Using Virtual Memory Against Malware

Virtual memory provides extensive information for malware detection. You learn in Chapter 7 that encrypted or packed malware files need to decode themselves into the virtual memory at some point in time in their execution phase. Tapping into the virtual memory of a running malware can get you the decrypted malware code and data without much effort.

The virtual memory now with the decrypted malware code and data can contain important strings related to malware artifacts like malware name, hacker name, target destinations, URLs, IP addresses, and so forth. Many of these artifacts provide an easy way to detect and classify malware, as you will learn in the chapters on dynamic analysis and malware classification.

Many times, malware does not execute completely due to unsuitable environments, or the malware has suspected that it is being analyzed, or other reasons. In that case, strings can be helpful sometimes to conclude that the sample is malware, without having to spend time on reverse-engineering the sample.

STATED PROBLEM 1: State how many lines of the records below contain the word "colony". Give only the number.

DATA TO PROCESS:
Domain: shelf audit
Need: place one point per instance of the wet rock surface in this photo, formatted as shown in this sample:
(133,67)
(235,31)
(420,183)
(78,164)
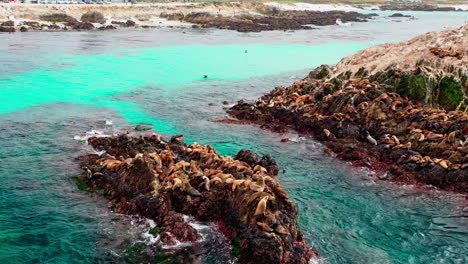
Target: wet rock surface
(280,20)
(165,180)
(416,7)
(369,124)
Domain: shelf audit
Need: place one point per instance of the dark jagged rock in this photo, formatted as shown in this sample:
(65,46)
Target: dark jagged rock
(398,15)
(93,17)
(130,23)
(363,123)
(59,18)
(416,7)
(54,26)
(7,29)
(163,181)
(281,20)
(8,23)
(82,26)
(108,27)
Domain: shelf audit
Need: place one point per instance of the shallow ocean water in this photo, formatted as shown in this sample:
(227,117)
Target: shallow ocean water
(57,85)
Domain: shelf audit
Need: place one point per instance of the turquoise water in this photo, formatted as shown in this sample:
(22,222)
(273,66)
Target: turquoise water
(55,86)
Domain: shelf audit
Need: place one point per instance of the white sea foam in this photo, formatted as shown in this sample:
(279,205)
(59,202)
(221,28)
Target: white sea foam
(313,7)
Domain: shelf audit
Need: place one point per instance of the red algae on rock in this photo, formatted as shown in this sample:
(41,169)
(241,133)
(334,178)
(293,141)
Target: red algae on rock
(379,119)
(164,181)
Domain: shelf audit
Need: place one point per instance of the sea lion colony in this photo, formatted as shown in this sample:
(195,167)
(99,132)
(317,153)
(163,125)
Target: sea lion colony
(162,180)
(370,126)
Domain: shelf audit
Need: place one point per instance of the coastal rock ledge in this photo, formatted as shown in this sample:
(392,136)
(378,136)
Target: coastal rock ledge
(398,109)
(165,180)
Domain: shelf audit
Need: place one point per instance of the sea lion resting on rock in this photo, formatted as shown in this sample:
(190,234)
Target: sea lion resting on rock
(161,180)
(372,125)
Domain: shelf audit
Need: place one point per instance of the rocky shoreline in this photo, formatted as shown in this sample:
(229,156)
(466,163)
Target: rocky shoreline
(408,124)
(272,20)
(165,180)
(260,18)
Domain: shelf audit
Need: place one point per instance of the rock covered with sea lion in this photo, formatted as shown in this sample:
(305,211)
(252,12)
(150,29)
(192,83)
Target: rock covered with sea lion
(163,181)
(372,118)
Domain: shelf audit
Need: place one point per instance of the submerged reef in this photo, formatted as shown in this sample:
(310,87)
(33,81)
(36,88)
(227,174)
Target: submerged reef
(272,20)
(406,121)
(165,180)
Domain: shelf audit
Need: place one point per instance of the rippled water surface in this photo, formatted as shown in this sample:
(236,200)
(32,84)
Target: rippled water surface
(54,86)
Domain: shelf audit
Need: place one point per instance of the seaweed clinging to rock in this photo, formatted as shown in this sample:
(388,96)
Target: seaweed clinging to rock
(380,116)
(164,180)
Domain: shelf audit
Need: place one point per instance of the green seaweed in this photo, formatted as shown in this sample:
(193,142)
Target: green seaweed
(450,93)
(115,206)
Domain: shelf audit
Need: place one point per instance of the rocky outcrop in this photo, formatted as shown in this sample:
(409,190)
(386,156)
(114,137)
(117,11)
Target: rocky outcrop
(163,181)
(58,17)
(375,116)
(416,7)
(431,69)
(280,20)
(93,17)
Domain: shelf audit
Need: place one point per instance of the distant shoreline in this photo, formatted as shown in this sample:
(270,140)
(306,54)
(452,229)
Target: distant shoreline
(232,15)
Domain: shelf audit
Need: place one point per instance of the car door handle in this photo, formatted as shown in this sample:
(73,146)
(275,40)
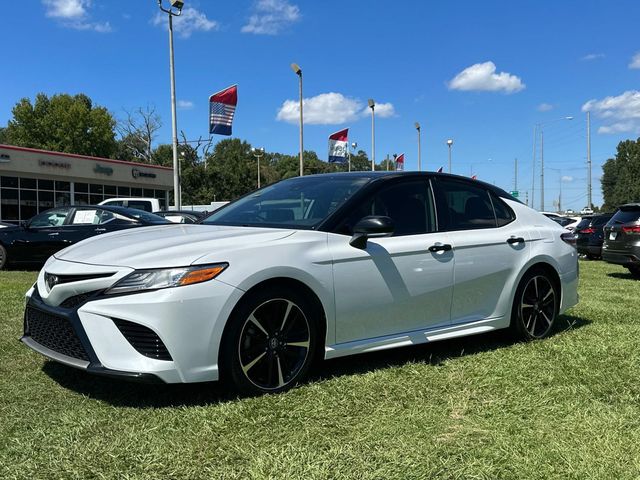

STATED PROBLEM 2: Pick up the passage on using virtual memory against malware after its last sentence and continue it.

OUTPUT 1: 2

OUTPUT 2:
One can also identify if code has been unpacked (more on this in Chapter 7) or injected (more on this in Chapter 10) by malware using the permissions/protections of memory blocks. Usually, injecting code malware allocates executable memory using various APIs that end up being allocated as private pages with read, write, and execute (RWX) protection, which is a strong indicator of code injection or unpacking.

So far, we have looked at a process and its properties in its virtual memory. In the next section, let’s go through the PE file format used by executable programs that are the source of these processes, and how they contain various fields and information that helps the OS loader create a process and set up its virtual memory.

Exploring Windows Executable

The PE file has two components: the headers and the sections. The headers are meant to store meta information, and the sections are meant to store the code, data, and the resources needed by the code to execute. Some of the meta-information stored by the headers include date, time, version of the PE file. The headers also contain pointers/offsets into the sections where the code and the data are located.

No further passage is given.